• [Task prompt]:
Rewrite each line of the records below as an item in a numbered list, skipping any blank lines. Leave the pictures out of your list.

Image annotation records:
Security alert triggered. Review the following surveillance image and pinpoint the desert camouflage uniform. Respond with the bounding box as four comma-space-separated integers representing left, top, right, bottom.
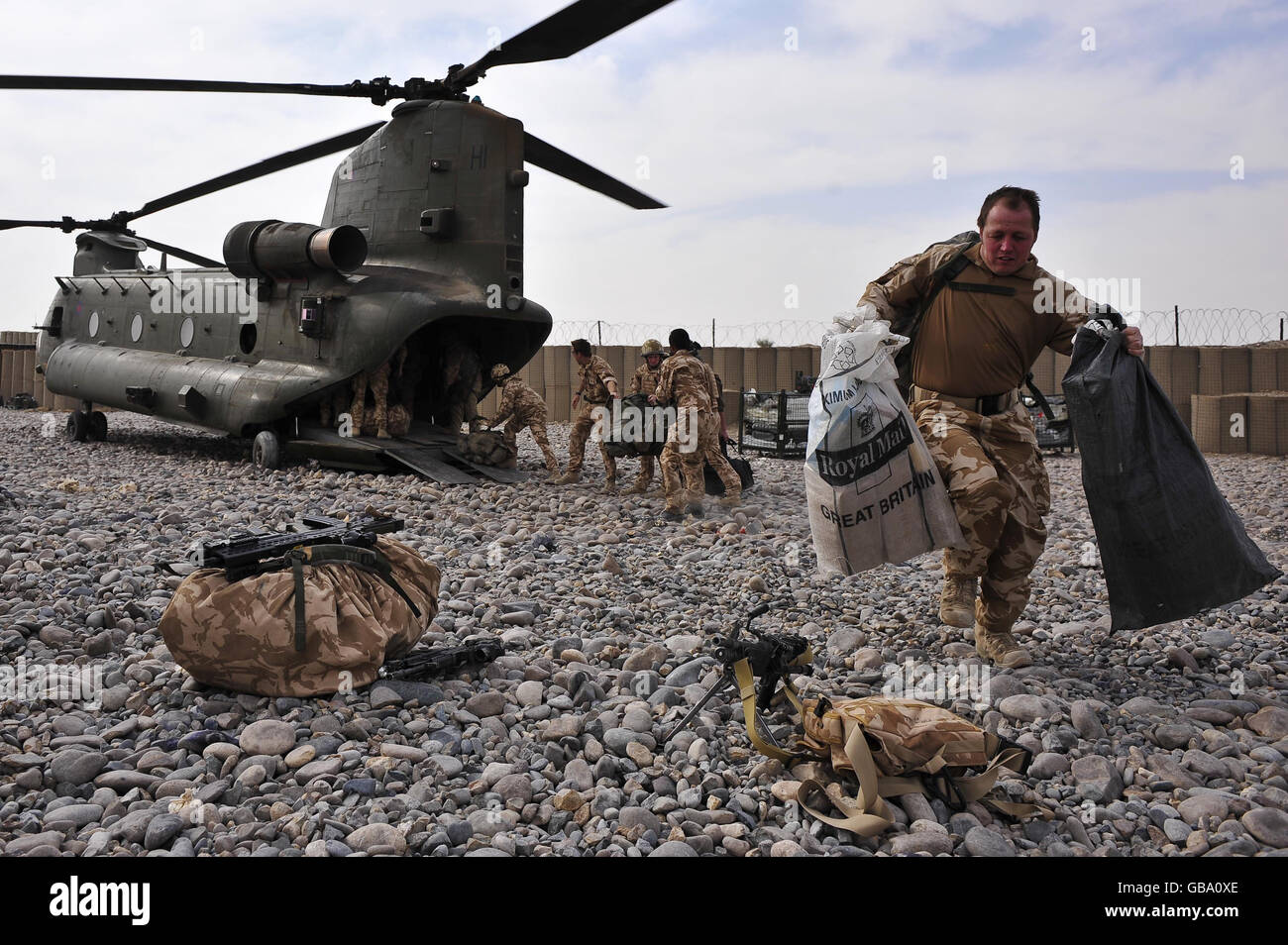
859, 245, 1087, 633
654, 352, 715, 512
912, 400, 1051, 631
434, 339, 483, 434
490, 374, 559, 472
698, 358, 742, 504
631, 358, 665, 491
567, 354, 617, 481
349, 361, 390, 439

• [Written answer]:
1. Security alert triggered. Review the following surveillance image and pinpoint the desert camouflage uniform. Respond with the bounding box as four comma-space-separated integers representing left, top, right, bottom.
2. 859, 245, 1087, 633
3. 654, 352, 715, 512
4. 912, 400, 1051, 631
5. 434, 339, 483, 434
6. 490, 374, 559, 472
7. 698, 358, 742, 504
8. 631, 358, 665, 491
9. 567, 354, 617, 481
10. 349, 361, 390, 439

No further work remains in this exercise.